**TEXTAUSSCHNITT:**

Karikaturen wirken

Karikaturen wirken
... auch dann, wenn sie eher misslungen sind (und zum Beispiel Menschen "animalisieren"). Was eher ein Grund wäre, darüber zu streiten als auf sie zu verzichten.

Vorige Woche kam Johann Tetzel, der 1517 Martin Luther "auf die Palme brachte" und so unfreiwillig zur Reformation beitrug, mal wieder in einer Zeitung zu Ehren – oder zumindest der Spruch, der ihm immer zugeschrieben wird. "Wenn das Geld im Kasten klingt, die Seele in den Himmel springt" stand auf einem Bild, das zeigte, wie in einer Zukunft anno 2030 Flugreisende mit Gasmasken vor finsterem Himmel für ihren CO2-Abdruck spenden, bevor sie in den Flieger steigen. Trifft das? Also sind Spenden zum Ausgleichen der durch eigene Flüge verursachten Emissionen so etwas wie der Ablass, mit dem die Kirche am Ende des Mittelalters zahlenden Gläubigen das gute Gefühl vermittelte, jedenfalls dem Fegefeuer zu entgehen?

Es ist zumindest einen idealtypischer Denkanstoß, der zum Nachschauen in der Wikipedia oder drüber Streiten anregt. Und es war natürlich eine Karikatur. Text, ob schriftlich oder gesprochen, hätte so was nicht oder nur sehr umständlich leisten können. Die Zeichnung war auf der Meinungsseite der "Süddeutschen Zeitung" zu sehen, und eigentlich nicht im Internet. Bloß als Foto geteilt wurde sie.

**GEGEBENE DATEN:**
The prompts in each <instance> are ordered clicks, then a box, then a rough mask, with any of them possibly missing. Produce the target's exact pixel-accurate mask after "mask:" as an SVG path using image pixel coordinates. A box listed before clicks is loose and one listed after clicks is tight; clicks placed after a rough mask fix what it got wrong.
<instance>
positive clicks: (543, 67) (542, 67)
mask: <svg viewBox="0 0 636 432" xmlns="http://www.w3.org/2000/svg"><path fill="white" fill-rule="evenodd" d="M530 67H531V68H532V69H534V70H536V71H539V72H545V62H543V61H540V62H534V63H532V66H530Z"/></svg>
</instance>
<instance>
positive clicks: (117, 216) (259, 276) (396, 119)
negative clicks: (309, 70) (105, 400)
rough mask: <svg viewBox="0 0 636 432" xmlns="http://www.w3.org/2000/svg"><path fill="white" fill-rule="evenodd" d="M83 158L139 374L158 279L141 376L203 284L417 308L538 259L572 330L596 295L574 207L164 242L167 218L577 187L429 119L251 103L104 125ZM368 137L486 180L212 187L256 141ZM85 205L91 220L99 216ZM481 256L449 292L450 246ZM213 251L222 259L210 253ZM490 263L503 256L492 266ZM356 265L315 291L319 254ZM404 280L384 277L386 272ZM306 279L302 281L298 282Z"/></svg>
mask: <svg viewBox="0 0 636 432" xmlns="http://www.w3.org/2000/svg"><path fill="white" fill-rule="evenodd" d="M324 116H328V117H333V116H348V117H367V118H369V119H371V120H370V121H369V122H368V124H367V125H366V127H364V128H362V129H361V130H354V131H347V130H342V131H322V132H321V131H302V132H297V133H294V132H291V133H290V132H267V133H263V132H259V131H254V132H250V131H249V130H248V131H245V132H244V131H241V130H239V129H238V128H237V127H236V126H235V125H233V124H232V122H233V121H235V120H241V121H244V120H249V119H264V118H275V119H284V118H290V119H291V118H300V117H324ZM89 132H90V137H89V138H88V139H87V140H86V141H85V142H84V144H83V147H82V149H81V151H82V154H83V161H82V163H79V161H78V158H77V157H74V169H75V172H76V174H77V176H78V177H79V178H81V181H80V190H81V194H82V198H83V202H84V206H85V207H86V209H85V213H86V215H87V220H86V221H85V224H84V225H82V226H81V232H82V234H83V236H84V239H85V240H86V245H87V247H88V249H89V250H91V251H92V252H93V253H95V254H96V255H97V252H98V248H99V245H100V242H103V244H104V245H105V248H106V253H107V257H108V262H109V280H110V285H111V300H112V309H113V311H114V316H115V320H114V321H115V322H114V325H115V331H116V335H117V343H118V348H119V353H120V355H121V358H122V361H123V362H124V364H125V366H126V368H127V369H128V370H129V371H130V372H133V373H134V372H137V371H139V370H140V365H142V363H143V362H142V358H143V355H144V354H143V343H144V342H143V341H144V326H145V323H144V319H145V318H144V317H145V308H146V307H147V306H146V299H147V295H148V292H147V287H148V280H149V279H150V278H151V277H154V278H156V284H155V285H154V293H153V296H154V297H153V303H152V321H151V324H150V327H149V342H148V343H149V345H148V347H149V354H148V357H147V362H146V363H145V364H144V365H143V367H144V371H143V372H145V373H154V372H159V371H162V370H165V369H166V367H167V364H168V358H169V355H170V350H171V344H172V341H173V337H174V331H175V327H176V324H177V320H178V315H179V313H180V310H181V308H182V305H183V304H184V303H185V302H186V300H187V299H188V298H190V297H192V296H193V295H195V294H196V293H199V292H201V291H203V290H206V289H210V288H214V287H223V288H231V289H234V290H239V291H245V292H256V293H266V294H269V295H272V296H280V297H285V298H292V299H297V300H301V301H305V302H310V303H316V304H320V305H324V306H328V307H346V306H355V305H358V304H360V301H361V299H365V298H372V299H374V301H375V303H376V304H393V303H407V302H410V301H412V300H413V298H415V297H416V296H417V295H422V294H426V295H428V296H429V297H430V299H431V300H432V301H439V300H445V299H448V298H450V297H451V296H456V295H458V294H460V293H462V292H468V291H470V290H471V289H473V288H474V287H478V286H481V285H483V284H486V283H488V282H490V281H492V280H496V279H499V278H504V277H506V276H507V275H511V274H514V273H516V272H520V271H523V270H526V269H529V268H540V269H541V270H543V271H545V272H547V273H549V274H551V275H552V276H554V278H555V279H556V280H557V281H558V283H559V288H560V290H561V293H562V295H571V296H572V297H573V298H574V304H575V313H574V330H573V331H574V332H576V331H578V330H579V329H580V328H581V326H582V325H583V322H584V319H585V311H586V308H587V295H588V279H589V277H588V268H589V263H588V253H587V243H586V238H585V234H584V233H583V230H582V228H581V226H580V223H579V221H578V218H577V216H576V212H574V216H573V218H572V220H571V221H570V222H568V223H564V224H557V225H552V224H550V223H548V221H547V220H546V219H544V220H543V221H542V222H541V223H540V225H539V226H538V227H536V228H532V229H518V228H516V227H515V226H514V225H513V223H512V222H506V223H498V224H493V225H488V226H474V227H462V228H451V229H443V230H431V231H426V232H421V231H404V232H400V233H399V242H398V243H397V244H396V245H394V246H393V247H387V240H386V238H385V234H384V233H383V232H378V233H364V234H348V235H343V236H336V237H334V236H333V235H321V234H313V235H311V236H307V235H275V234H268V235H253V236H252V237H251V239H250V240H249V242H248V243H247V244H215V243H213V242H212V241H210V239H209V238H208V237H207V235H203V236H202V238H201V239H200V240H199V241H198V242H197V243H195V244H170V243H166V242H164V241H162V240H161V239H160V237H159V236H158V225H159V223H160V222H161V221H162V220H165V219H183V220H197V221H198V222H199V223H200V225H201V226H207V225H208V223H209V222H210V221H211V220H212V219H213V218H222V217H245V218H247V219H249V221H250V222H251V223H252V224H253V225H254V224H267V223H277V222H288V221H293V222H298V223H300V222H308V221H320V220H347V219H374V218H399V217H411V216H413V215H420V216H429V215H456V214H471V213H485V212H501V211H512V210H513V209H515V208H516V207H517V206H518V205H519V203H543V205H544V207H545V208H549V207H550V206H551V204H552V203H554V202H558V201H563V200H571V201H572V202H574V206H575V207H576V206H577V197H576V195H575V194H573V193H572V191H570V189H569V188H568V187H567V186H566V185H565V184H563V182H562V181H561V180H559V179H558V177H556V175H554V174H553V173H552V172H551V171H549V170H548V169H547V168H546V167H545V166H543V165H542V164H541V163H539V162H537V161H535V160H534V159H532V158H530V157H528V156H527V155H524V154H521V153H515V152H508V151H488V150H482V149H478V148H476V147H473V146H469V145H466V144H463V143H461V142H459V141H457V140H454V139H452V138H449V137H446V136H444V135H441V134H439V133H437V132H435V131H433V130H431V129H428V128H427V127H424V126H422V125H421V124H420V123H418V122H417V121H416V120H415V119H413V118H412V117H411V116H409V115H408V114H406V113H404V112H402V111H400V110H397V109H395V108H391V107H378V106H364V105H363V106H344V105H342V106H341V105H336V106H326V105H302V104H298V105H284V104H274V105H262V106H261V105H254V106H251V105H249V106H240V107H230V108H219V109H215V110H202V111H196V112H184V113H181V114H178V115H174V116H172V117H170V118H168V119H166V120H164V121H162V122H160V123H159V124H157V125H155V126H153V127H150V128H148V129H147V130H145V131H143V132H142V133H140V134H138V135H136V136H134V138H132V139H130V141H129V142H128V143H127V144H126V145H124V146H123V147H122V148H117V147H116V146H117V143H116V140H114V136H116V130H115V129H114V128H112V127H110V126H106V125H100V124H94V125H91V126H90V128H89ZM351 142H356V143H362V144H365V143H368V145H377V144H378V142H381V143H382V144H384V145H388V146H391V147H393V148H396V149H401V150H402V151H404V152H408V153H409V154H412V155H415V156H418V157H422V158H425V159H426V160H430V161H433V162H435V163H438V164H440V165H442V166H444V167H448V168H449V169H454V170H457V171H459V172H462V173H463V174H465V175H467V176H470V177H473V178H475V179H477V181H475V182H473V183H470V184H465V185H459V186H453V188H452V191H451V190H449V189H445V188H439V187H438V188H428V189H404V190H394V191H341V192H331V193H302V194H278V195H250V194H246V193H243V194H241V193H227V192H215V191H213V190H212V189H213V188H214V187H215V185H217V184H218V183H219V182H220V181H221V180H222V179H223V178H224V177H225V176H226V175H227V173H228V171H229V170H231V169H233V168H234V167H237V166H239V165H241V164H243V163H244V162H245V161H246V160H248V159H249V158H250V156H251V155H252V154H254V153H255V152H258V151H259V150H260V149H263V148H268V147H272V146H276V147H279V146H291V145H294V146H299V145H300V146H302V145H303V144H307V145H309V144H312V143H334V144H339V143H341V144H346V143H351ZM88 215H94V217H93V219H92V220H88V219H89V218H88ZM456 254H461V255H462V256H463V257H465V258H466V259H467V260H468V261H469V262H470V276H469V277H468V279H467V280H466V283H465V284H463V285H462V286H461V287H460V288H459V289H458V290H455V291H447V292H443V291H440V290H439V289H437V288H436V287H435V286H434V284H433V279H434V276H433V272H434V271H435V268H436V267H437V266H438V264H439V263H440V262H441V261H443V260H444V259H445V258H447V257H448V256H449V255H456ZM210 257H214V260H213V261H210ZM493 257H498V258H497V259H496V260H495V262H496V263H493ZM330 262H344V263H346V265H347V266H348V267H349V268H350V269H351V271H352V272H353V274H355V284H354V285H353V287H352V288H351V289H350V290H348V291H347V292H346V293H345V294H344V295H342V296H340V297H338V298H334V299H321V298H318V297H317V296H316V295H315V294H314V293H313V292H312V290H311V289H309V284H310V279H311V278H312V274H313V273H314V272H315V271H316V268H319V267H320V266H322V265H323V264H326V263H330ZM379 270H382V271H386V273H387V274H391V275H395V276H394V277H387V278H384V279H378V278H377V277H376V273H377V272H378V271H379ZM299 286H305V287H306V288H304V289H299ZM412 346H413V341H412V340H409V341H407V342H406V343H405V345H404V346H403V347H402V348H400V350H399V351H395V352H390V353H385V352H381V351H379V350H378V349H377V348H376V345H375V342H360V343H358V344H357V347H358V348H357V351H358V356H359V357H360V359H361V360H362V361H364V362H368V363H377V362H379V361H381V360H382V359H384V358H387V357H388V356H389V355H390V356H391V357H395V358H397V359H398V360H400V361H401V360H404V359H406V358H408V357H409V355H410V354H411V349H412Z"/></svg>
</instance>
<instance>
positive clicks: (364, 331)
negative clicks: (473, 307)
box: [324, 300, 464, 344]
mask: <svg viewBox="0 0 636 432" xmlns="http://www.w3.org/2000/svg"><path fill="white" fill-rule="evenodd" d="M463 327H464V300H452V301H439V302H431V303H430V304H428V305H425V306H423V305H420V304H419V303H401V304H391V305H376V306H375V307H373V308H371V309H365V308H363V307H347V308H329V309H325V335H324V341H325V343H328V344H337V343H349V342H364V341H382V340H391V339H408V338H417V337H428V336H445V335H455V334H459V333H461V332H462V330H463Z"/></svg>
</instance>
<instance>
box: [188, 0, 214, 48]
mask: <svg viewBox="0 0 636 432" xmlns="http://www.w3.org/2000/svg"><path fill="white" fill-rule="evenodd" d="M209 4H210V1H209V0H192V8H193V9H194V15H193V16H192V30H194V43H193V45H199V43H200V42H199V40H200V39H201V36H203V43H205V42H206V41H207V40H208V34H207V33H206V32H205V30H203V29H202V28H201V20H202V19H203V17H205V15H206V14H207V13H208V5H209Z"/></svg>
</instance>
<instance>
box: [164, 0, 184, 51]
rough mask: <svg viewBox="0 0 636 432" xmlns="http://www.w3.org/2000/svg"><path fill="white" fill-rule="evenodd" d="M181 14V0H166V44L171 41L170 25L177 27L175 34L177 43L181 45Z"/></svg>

**AUFGABEN:**
a) Wo war die im Textausschnitt beschriebene Zeichnung zu sehen?
b) Nennen Sie sämtliche Ausdrücke, die im Textausschnitt in Anführungszeichen stehen.
c) Schreiben Sie den Text über die Wirkung von Karikaturen im Anschluss an seinen letzten Satz weiter.
Die Daten werden für die Bearbeitung nicht gebraucht.

**ANTWORTEN:**
a) Auf der Meinungsseite der „Süddeutschen Zeitung“.

b)
- „animalisieren“
- „auf die Palme brachte“
- „Wenn das Geld im Kasten klingt, die Seele in den Himmel springt“
- „Süddeutschen Zeitung“

c)
Karikaturen in der "Süddeutschen" waren im Mai 2018 ein größeres Medien-Thema. Da hatte die renommierte Zeitung ihren auch nicht unrenommierten langjährigen Karikaturisten Dieter Hanitzsch "wegen einer als antisemitisch kritisierten Karikatur" gefeuert. Karikaturen gibt es weiter im Blatt. Bloß könnte sein, dass sie seltener ins Auge springen. Jetzt sind Karikaturen wieder ein Medien-Thema, ein globales geradezu.

"Dieses Animalisieren des anderen"

Vor kurzem kündigte die bekannteste Zeitung der Welt, die New York Times an, die Mediengattung aufzugeben. Betroffen sind zwei Zeichner, Heng Kim Song aus Singapur und der Schweizer Patrick Chappatte. Der Grund: ein "political cartoon ... with anti-Semitic imagery". Zwar hatte den keiner der Genannten gezeichnet, vielmehr war eine portugiesische Zeichnung über Agenturen eingekauft und wohl eher versehentlich veröffentlicht worden. Aber nach Debatten darüber hat die "NYT", die sich ja heftig mit dem US-amerikanischen Präsidenten zofft (der ihr just "Landesverrat" vorwarf ...), offenbar beschlossen, solche Nebenkriegsschauplätze künftig zu umgehen.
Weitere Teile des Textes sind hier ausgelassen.